__What is being asked__
Please find each line in the records below that contains the word "pickup" and copy those lines out in full.

__Listed entries__
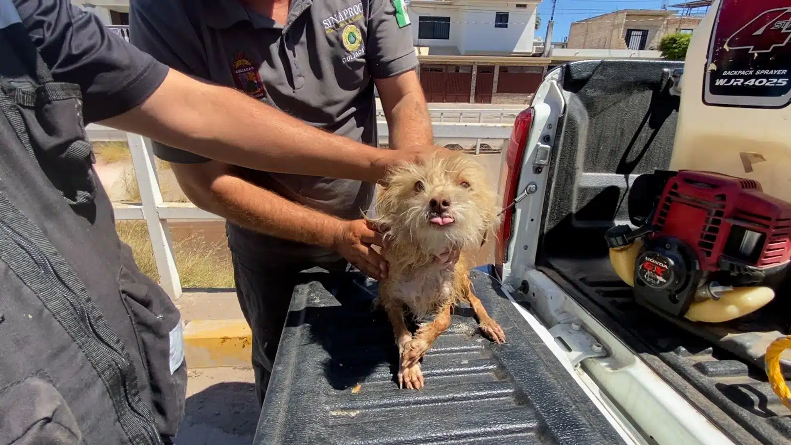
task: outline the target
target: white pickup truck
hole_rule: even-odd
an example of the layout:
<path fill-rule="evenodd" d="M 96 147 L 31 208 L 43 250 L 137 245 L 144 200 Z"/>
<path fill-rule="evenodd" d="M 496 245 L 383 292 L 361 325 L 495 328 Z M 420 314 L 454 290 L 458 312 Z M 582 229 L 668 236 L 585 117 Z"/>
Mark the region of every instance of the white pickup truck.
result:
<path fill-rule="evenodd" d="M 496 264 L 471 272 L 508 342 L 485 340 L 471 311 L 457 310 L 425 359 L 426 388 L 399 390 L 389 325 L 371 312 L 376 283 L 305 273 L 255 443 L 791 443 L 789 412 L 762 361 L 768 342 L 789 332 L 784 275 L 775 274 L 776 296 L 765 306 L 728 323 L 693 323 L 638 304 L 605 240 L 630 222 L 636 178 L 657 169 L 749 177 L 789 199 L 786 11 L 791 2 L 715 2 L 686 66 L 589 60 L 550 72 L 517 117 L 506 153 Z M 749 38 L 740 37 L 748 25 Z M 775 26 L 766 38 L 777 44 L 756 40 Z M 734 36 L 770 51 L 717 59 L 739 51 L 726 44 Z M 751 70 L 777 78 L 774 89 L 739 89 L 768 83 L 750 82 Z M 729 89 L 734 78 L 740 85 Z M 738 108 L 736 97 L 765 108 Z M 732 124 L 740 120 L 746 130 Z"/>

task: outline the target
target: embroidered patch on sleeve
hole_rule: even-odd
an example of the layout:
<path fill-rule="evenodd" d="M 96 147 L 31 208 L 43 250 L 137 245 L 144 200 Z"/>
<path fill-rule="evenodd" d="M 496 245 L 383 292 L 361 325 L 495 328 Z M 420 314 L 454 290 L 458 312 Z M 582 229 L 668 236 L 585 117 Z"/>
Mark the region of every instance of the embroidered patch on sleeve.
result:
<path fill-rule="evenodd" d="M 409 14 L 407 13 L 407 2 L 405 0 L 391 0 L 396 8 L 396 21 L 399 28 L 409 25 Z"/>

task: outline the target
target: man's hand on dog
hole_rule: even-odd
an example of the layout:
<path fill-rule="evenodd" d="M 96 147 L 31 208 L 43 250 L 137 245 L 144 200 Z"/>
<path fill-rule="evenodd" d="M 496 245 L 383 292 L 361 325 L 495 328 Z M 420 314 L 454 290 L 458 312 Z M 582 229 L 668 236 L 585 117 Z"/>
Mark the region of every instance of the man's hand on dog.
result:
<path fill-rule="evenodd" d="M 383 150 L 382 158 L 379 159 L 375 169 L 379 171 L 384 180 L 390 169 L 401 164 L 414 162 L 423 164 L 426 159 L 433 156 L 448 156 L 452 153 L 449 149 L 438 146 L 411 146 L 399 147 L 398 150 Z"/>
<path fill-rule="evenodd" d="M 365 275 L 377 280 L 388 276 L 388 262 L 373 249 L 382 247 L 382 235 L 365 219 L 344 221 L 335 234 L 335 250 Z"/>

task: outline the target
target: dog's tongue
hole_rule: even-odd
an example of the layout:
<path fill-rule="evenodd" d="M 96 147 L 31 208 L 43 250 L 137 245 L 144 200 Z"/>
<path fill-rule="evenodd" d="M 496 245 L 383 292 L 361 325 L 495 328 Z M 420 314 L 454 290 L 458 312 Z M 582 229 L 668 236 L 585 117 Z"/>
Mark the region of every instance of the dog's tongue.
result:
<path fill-rule="evenodd" d="M 437 226 L 445 226 L 445 224 L 450 224 L 454 221 L 454 219 L 450 216 L 435 216 L 429 221 L 437 224 Z"/>

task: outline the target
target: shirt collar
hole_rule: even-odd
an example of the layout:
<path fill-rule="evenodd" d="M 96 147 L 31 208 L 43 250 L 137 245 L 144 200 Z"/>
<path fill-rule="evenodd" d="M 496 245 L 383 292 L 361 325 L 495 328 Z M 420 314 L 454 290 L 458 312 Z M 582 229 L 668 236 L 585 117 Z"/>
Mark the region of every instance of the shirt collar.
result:
<path fill-rule="evenodd" d="M 312 3 L 312 0 L 293 0 L 286 26 Z M 206 24 L 217 29 L 230 28 L 240 21 L 248 21 L 253 28 L 282 28 L 271 17 L 248 9 L 240 0 L 202 0 L 202 8 Z"/>

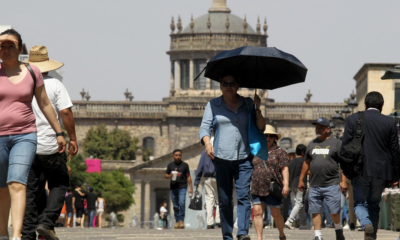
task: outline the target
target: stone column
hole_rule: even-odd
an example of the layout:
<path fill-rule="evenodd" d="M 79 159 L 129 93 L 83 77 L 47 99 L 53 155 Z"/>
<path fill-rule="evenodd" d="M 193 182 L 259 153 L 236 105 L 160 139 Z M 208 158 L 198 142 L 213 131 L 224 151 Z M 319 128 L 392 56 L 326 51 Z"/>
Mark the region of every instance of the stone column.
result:
<path fill-rule="evenodd" d="M 175 61 L 171 61 L 171 87 L 170 92 L 175 93 Z"/>
<path fill-rule="evenodd" d="M 175 80 L 176 80 L 176 90 L 182 90 L 181 89 L 181 61 L 176 61 L 176 76 L 175 76 Z"/>
<path fill-rule="evenodd" d="M 151 180 L 145 180 L 144 182 L 144 220 L 150 221 L 150 206 L 151 206 L 151 192 L 150 192 Z M 149 225 L 150 226 L 150 225 Z"/>
<path fill-rule="evenodd" d="M 137 224 L 140 226 L 142 221 L 142 180 L 135 179 L 133 180 L 133 184 L 135 186 L 135 192 L 133 193 L 133 199 L 135 200 L 135 205 L 133 208 L 133 213 L 136 214 L 136 217 L 140 222 Z M 125 217 L 126 218 L 126 217 Z"/>
<path fill-rule="evenodd" d="M 189 60 L 189 89 L 193 90 L 193 83 L 194 83 L 194 68 L 193 68 L 193 59 Z"/>

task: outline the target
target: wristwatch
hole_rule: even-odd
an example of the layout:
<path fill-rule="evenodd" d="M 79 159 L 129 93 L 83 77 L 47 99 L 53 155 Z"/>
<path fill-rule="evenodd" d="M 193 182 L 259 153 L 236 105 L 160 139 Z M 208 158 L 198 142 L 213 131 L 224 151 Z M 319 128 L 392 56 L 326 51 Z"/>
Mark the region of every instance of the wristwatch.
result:
<path fill-rule="evenodd" d="M 56 137 L 60 137 L 60 136 L 63 136 L 63 137 L 65 137 L 65 134 L 64 134 L 64 132 L 56 133 Z"/>

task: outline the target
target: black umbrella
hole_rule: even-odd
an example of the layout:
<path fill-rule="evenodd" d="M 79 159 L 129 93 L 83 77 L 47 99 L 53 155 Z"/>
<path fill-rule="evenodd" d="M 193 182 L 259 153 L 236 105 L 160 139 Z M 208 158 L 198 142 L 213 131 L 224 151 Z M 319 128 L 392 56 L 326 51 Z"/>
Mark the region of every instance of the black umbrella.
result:
<path fill-rule="evenodd" d="M 307 68 L 295 56 L 275 47 L 240 47 L 222 51 L 207 63 L 204 70 L 204 76 L 214 81 L 219 82 L 225 74 L 233 74 L 240 87 L 270 90 L 304 82 L 307 75 Z"/>

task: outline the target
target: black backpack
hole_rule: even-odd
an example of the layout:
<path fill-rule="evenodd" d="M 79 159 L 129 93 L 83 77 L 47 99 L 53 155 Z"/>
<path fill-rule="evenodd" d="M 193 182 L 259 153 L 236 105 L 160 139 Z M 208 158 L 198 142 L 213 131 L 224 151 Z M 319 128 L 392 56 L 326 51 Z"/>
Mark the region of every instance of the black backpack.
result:
<path fill-rule="evenodd" d="M 362 143 L 364 142 L 364 112 L 358 112 L 356 134 L 353 139 L 340 148 L 339 163 L 343 174 L 352 179 L 362 175 Z"/>

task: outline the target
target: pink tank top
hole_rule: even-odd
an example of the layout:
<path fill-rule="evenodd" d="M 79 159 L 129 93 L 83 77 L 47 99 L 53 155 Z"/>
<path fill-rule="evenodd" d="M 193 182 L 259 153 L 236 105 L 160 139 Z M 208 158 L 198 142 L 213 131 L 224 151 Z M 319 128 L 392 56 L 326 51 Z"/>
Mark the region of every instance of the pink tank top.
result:
<path fill-rule="evenodd" d="M 44 84 L 43 76 L 31 65 L 36 75 L 36 87 Z M 36 132 L 32 111 L 33 78 L 29 71 L 21 82 L 14 84 L 0 63 L 0 136 Z"/>

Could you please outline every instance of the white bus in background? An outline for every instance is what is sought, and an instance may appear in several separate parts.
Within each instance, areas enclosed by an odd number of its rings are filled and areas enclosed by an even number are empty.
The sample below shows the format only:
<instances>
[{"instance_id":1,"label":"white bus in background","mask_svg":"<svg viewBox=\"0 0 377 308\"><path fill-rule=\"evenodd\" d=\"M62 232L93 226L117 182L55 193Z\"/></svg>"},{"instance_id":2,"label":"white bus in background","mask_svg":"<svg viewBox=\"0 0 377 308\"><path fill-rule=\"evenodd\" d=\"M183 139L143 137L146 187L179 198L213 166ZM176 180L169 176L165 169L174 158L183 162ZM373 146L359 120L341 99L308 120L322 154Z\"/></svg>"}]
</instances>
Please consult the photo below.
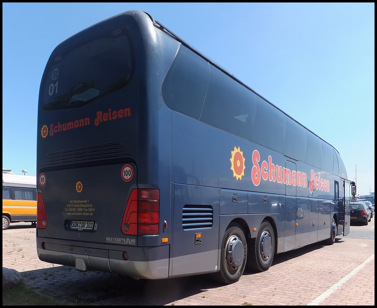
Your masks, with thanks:
<instances>
[{"instance_id":1,"label":"white bus in background","mask_svg":"<svg viewBox=\"0 0 377 308\"><path fill-rule=\"evenodd\" d=\"M12 223L36 226L37 177L3 170L3 230Z\"/></svg>"}]
</instances>

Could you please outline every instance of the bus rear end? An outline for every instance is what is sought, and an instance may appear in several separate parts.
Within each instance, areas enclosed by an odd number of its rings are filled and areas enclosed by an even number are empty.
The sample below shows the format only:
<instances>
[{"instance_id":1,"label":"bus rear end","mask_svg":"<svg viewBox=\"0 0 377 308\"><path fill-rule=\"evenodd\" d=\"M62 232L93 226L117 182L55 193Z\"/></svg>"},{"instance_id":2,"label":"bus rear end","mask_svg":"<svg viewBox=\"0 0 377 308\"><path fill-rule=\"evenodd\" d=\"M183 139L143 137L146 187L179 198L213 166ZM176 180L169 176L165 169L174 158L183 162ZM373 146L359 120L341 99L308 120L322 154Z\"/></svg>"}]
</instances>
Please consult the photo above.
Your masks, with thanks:
<instances>
[{"instance_id":1,"label":"bus rear end","mask_svg":"<svg viewBox=\"0 0 377 308\"><path fill-rule=\"evenodd\" d=\"M37 146L37 244L43 261L83 271L168 276L159 191L138 172L153 168L141 81L140 32L152 26L148 18L131 13L98 23L58 45L48 62Z\"/></svg>"}]
</instances>

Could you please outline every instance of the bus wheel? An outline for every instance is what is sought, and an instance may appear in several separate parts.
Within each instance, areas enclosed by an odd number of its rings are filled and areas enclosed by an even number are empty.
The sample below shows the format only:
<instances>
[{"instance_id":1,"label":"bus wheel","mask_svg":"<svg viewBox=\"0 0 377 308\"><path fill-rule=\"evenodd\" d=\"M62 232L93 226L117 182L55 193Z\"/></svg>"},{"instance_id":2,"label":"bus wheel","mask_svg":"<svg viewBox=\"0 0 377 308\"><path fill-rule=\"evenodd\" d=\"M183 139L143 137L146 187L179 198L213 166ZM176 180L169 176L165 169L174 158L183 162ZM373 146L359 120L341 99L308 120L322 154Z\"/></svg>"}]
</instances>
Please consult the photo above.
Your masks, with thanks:
<instances>
[{"instance_id":1,"label":"bus wheel","mask_svg":"<svg viewBox=\"0 0 377 308\"><path fill-rule=\"evenodd\" d=\"M265 220L262 222L256 238L249 239L248 246L247 269L257 272L268 270L275 253L275 236L270 223Z\"/></svg>"},{"instance_id":2,"label":"bus wheel","mask_svg":"<svg viewBox=\"0 0 377 308\"><path fill-rule=\"evenodd\" d=\"M330 237L325 241L328 245L333 245L335 242L335 237L338 233L338 226L336 225L335 218L333 217L333 221L330 227Z\"/></svg>"},{"instance_id":3,"label":"bus wheel","mask_svg":"<svg viewBox=\"0 0 377 308\"><path fill-rule=\"evenodd\" d=\"M221 244L220 271L212 274L214 279L227 284L238 281L245 269L247 249L246 239L240 226L230 225Z\"/></svg>"},{"instance_id":4,"label":"bus wheel","mask_svg":"<svg viewBox=\"0 0 377 308\"><path fill-rule=\"evenodd\" d=\"M11 221L6 216L3 216L3 230L6 230L11 224Z\"/></svg>"}]
</instances>

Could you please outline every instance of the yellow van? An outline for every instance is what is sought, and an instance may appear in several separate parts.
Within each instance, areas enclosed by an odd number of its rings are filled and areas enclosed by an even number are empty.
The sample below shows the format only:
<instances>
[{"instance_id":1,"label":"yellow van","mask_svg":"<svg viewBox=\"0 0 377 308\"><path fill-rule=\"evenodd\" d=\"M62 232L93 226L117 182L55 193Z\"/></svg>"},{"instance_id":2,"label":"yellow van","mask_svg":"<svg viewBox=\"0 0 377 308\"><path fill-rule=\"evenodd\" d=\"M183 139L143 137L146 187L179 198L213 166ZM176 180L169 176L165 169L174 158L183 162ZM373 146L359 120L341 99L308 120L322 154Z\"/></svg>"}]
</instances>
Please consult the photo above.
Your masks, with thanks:
<instances>
[{"instance_id":1,"label":"yellow van","mask_svg":"<svg viewBox=\"0 0 377 308\"><path fill-rule=\"evenodd\" d=\"M3 230L12 223L37 225L37 177L3 171Z\"/></svg>"}]
</instances>

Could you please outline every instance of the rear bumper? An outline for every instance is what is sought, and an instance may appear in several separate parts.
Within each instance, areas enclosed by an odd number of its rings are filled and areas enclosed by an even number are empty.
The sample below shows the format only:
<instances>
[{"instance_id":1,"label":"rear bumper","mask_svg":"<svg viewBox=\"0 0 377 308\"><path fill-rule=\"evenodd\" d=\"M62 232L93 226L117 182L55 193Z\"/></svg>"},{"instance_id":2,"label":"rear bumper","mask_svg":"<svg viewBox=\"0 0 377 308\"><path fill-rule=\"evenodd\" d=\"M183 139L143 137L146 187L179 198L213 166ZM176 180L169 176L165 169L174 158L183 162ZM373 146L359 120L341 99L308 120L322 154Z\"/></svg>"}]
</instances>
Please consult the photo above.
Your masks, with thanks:
<instances>
[{"instance_id":1,"label":"rear bumper","mask_svg":"<svg viewBox=\"0 0 377 308\"><path fill-rule=\"evenodd\" d=\"M138 278L169 277L169 245L136 247L102 244L105 249L96 243L37 238L38 257L45 262L73 266L82 271L96 270ZM128 260L123 258L124 252L128 253Z\"/></svg>"}]
</instances>

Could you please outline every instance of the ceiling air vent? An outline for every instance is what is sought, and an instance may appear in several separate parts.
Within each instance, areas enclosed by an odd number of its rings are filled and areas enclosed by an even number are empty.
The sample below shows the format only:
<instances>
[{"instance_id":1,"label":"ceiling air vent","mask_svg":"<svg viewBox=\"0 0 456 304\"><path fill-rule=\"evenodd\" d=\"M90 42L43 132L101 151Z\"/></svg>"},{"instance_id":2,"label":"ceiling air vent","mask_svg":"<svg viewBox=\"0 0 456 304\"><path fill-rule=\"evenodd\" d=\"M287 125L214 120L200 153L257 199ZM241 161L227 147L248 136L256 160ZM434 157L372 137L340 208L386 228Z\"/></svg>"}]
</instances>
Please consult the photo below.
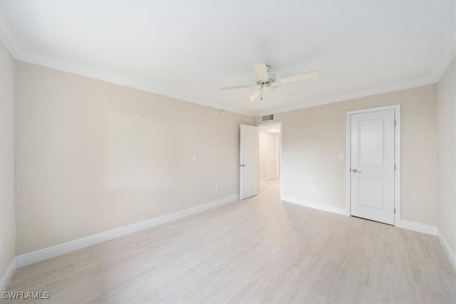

__Complete answer__
target: white pickup truck
Mark the region of every instance of the white pickup truck.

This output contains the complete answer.